╭─ DATA TO PROCESS

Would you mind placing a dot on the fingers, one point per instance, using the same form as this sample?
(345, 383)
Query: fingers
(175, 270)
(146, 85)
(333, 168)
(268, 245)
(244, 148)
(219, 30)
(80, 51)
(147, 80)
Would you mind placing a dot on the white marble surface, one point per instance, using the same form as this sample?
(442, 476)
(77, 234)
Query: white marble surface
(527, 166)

╰─
╭─ DATA TO PROCESS

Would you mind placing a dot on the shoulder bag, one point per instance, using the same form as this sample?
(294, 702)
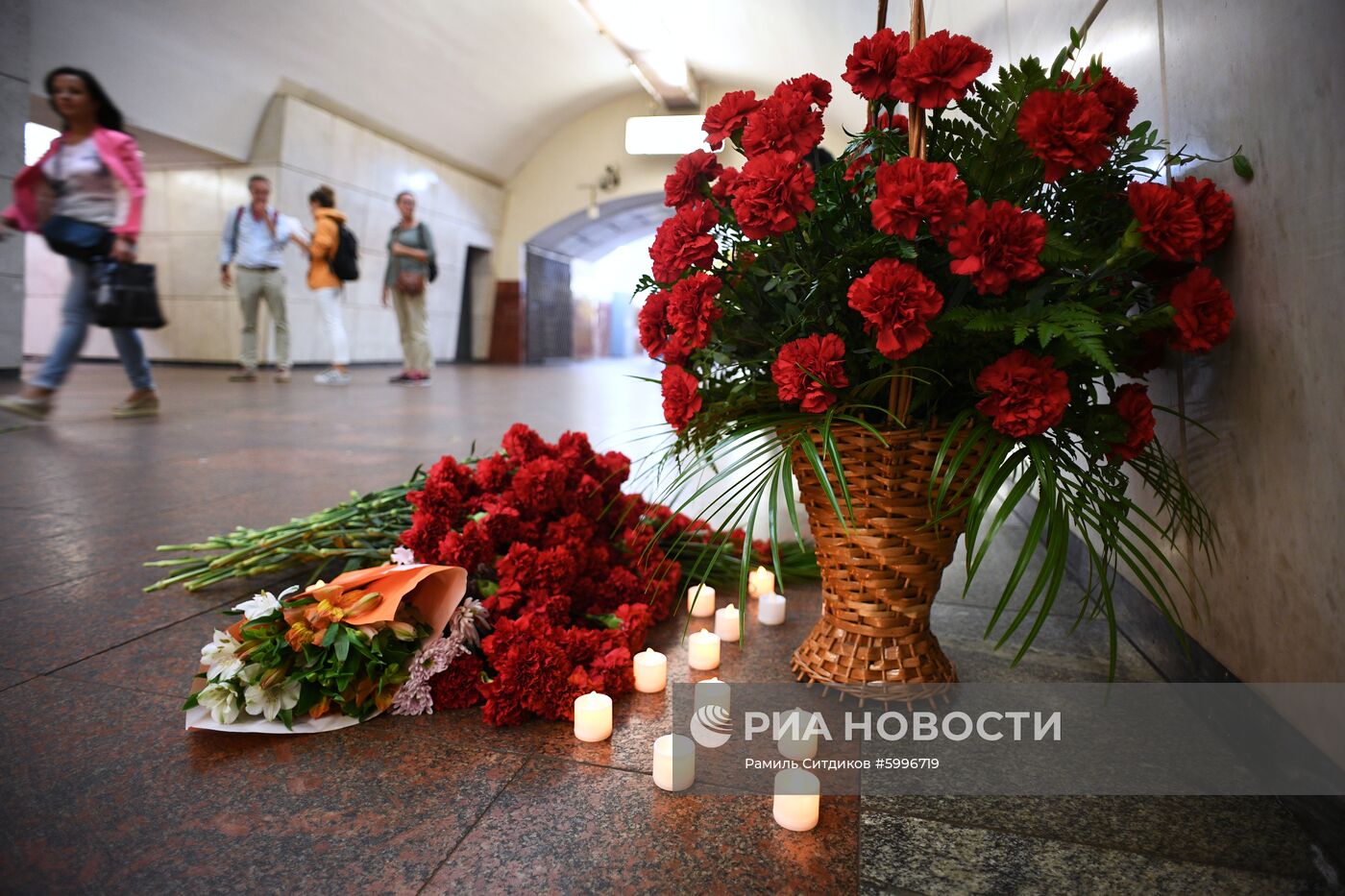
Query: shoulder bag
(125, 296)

╰─

> [SHORT EXERCISE]:
Gather every line of the records that contains the word "this" and copy each one in full.

> [COMPLETED EXERCISE]:
Would you mind placing a dot on the fingers, one point per instance, using the same form as this sample?
Would you mind placing a dot on the white marble surface, one point per instance, using the same form as this sample?
Would you mind placing a dot on the shoulder bag, one point per instance, using the same form as this sample?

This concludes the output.